(Data entries)
────────────────────
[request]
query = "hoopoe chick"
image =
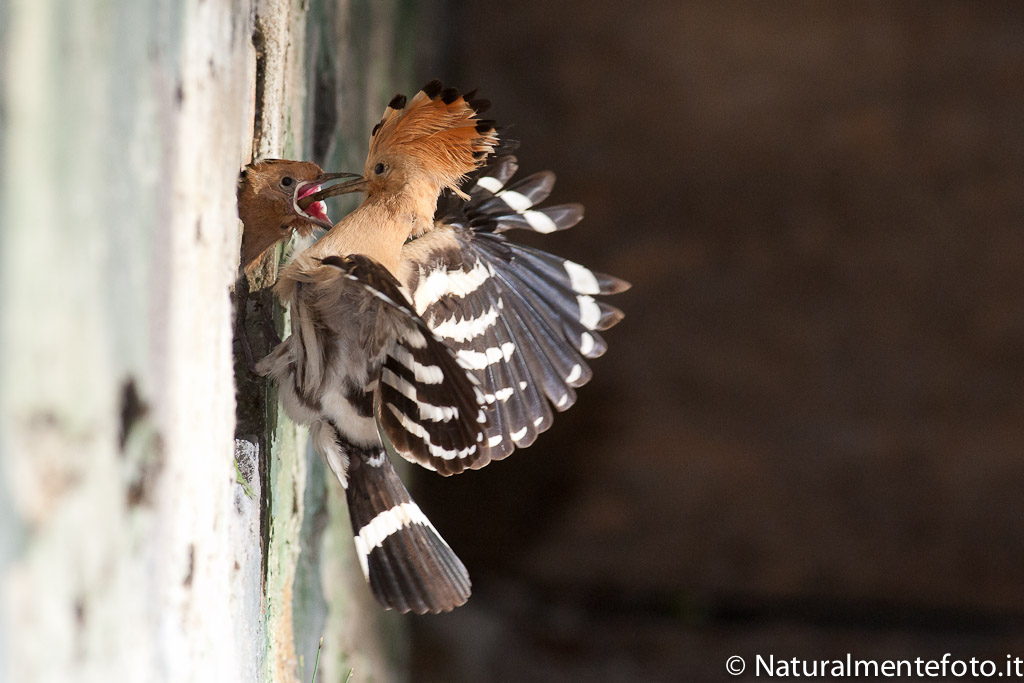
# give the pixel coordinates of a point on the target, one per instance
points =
(430, 330)
(356, 347)
(269, 191)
────────────────────
** Task to complete **
All the lines above need to be repeated exactly, with no pictures carried over.

** Task response **
[request]
query = "hoopoe chick"
image =
# give the pixel coordinates of a point on the target, one per instance
points =
(430, 330)
(356, 347)
(269, 191)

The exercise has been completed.